PROVIDED TEXT —
+--

# Sport Edition Website? Sport Edition D5 Sizes and fitment??



## L33t A2 (Aug 5, 2003)

I am interested in these lightweight cheap wheels for winter and or next season.
http://www.tirerack.com/wheels...inted
I cant find the Sport Edition website if there even is one to begin with but also tire rack dosent list the various sizes and bolt patterns and offsets available. I will probably get a set for my winter wheels, but I'm really looking for them in 16x7.5 or 16x8 and 4x100. If I need spacers to run them then screw it. Im just looking for a cheap way to get my next season tires sorted out ahead of time, something to mount 225/40/16 on.








-James

_Modified by Alex @ Tire Rack at 12:35 PM 6-11-2005_
Bump from the dead, I just ordered these the other day and I love the way they look in person. So much brighter and sparkly than the dull and yellowish tire rack stock photo.
Sport Edition D5 (15x6.5 4x100 ET38 Made by Kosei)
Dunlop SP Sport FM901 (195/50/15)
*Click to Enlarge*
 
 
 


_Modified by L33t A2 at 10:05 PM 6-25-2006_


----------



## Alex @ Tire Rack (May 3, 2005)

*Re: Sport Edition Website? Sport Edition D5 Sizes and fitment?? (L33t A2 Jetta)*

14x6
&
15x6.5 only
Alex


----------



## Bootzilla (Dec 29, 2000)

*Re: Sport Edition Website? Sport Edition D5 Sizes and fitment?? (Alex @ Tire Rack)*

Hey Alex - What's the story with Sport Edition - how's the quality, and who makes 'em/where are they made?


----------



## Alex @ Tire Rack (May 3, 2005)

+--

Location annotation dataset excerpts —
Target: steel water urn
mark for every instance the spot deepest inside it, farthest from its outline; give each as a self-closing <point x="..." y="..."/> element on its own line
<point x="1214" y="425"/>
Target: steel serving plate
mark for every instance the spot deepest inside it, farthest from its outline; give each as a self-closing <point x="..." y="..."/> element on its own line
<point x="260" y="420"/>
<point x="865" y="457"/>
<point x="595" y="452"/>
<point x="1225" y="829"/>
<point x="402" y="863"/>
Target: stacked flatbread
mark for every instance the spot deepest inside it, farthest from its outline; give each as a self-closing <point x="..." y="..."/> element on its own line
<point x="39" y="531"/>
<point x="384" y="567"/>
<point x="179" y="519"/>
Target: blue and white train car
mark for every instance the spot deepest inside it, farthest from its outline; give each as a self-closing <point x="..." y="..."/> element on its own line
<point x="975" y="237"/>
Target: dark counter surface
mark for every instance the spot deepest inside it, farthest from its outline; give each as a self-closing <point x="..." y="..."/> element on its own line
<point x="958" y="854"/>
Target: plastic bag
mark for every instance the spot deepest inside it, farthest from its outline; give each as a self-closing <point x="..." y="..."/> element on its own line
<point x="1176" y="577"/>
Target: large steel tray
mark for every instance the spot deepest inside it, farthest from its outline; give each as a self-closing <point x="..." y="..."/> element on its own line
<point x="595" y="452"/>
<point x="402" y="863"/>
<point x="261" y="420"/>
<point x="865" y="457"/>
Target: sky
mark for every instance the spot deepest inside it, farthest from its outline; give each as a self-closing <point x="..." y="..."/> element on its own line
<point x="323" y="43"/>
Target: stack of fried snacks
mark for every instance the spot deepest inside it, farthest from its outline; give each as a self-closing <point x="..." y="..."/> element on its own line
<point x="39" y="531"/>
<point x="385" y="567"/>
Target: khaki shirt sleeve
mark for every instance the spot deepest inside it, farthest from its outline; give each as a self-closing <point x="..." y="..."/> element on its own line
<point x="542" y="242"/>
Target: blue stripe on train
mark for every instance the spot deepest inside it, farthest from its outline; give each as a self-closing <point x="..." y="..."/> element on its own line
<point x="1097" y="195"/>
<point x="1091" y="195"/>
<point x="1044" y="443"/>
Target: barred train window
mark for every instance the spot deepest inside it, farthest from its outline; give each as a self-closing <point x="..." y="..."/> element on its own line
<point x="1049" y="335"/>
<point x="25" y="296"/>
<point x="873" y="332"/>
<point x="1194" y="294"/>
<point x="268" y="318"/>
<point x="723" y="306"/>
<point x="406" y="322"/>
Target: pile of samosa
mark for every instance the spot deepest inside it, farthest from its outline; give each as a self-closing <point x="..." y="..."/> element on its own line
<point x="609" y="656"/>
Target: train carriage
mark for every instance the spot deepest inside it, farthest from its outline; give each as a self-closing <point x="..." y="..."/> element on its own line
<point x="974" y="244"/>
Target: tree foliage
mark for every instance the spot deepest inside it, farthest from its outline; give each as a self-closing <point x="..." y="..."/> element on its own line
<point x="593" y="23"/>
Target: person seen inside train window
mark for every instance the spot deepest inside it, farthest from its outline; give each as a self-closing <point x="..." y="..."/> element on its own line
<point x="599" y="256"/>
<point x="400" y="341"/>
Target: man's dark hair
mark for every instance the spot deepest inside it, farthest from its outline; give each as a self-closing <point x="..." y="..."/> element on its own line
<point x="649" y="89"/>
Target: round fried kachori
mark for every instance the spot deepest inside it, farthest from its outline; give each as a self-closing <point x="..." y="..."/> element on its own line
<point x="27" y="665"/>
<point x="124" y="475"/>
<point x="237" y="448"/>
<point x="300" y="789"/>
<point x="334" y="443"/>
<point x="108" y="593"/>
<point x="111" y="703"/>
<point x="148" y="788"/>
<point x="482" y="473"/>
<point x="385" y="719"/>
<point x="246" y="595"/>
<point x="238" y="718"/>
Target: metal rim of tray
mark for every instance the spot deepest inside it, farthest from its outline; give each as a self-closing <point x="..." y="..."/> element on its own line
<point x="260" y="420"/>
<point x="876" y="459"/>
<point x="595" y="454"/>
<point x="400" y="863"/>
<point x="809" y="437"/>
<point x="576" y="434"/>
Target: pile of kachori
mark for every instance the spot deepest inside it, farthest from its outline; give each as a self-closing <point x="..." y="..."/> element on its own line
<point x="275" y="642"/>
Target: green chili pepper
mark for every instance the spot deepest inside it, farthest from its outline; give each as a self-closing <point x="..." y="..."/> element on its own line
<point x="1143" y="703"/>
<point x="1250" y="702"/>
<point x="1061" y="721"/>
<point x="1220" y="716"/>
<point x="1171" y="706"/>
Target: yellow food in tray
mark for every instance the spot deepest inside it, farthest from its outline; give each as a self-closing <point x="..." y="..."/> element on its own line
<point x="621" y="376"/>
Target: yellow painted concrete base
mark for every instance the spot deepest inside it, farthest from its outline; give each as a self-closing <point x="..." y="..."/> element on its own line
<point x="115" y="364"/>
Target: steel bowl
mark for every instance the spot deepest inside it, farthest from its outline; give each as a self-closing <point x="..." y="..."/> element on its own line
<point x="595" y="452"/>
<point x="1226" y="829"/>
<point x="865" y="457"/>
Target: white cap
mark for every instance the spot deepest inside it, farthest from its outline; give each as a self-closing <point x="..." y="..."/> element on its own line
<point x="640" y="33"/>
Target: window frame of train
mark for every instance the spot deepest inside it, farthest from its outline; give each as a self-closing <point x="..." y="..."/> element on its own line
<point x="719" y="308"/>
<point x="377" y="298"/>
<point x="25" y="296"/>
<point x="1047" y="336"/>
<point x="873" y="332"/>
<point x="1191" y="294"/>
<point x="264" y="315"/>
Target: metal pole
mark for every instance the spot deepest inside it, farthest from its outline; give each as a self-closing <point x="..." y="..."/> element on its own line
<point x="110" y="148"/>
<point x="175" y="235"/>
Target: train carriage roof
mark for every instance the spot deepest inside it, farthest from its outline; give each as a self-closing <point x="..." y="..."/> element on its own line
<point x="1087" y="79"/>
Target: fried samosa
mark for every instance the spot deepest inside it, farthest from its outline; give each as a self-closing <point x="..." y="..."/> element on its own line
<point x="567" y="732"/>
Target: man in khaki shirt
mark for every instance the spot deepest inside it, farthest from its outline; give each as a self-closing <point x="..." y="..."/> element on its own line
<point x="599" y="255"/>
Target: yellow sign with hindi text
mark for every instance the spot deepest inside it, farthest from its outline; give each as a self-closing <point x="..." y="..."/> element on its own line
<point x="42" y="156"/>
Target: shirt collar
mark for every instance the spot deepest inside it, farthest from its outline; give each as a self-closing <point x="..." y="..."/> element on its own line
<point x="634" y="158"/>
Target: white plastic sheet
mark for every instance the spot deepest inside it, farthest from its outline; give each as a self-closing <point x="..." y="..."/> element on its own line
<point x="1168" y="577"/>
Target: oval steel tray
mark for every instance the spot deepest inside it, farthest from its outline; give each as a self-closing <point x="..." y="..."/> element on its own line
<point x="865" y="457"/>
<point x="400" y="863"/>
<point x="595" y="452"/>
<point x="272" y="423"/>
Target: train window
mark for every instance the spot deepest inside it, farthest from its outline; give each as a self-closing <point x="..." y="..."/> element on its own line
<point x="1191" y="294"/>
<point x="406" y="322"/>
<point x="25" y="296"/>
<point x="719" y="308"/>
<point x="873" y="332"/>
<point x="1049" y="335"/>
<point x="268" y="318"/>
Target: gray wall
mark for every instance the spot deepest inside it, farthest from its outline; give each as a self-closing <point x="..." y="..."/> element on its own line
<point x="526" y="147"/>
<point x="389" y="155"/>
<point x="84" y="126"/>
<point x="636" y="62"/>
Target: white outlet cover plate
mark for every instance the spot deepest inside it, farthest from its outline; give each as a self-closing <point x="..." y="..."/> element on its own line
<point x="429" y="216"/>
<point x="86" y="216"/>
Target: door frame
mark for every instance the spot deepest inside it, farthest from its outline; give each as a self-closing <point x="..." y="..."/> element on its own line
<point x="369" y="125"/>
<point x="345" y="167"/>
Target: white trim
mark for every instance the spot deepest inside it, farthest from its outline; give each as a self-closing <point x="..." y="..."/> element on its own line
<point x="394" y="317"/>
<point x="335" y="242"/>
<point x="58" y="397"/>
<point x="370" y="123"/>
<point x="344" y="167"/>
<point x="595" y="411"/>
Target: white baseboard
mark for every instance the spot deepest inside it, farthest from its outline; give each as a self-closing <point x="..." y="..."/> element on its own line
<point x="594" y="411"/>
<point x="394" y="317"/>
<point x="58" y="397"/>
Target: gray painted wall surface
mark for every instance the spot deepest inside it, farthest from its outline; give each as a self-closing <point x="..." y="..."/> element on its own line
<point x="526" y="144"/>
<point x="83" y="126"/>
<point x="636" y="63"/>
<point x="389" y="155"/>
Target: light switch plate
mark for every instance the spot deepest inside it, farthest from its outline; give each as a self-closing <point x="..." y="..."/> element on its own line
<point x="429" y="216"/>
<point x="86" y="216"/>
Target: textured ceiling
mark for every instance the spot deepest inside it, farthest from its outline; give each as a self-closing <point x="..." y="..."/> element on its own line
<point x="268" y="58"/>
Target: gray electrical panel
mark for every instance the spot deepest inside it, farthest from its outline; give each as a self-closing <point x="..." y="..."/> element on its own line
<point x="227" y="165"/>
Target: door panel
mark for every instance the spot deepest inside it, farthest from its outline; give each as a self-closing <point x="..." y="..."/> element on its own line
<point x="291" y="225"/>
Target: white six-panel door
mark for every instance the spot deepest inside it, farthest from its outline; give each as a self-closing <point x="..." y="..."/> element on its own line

+--

OBJECTIVES —
1 – List each distinct wheel size (diameter x width) mentioned in the Sport Edition wheel thread.
2 – Pick up the Sport Edition wheel thread right after its last line and keep writing.

PER-TASK ANSWERS —
1 – 16x7.5, 16x8, 15x6.5, 14x6

2 –
*Re: Sport Edition Website? Sport Edition D5 Sizes and fitment?? (Bootzilla)*

Its a Tirerack owned designed, and they are founded in Thailand. 
We have some pretty exacting quality standards - and this wheel is agreat example of them. With the rising cost of steel wheels this year, we have shifted our "value wheel" alternatives to alloys. 
For such a marginal cost increase the cosmetics are a great advantage!
Alex


----------



## L33t A2 (Aug 5, 2003)

*Re: Sport Edition Website? Sport Edition D5 Sizes and fitment?? (Alex @ Tire Rack)*

Bump from the dead, I just ordered these the other day and I love the way they look in person. So much brighter and sparkly than the dull and yellowish tire rack stock photo.
Sport Edition D5 (15x6.5 4x100 ET38 Made by Kosei)
Dunlop SP Sport FM901 (195/50/15)
*Click to Enlarge*


----------



## 631 Corrado (Jan 14, 2003)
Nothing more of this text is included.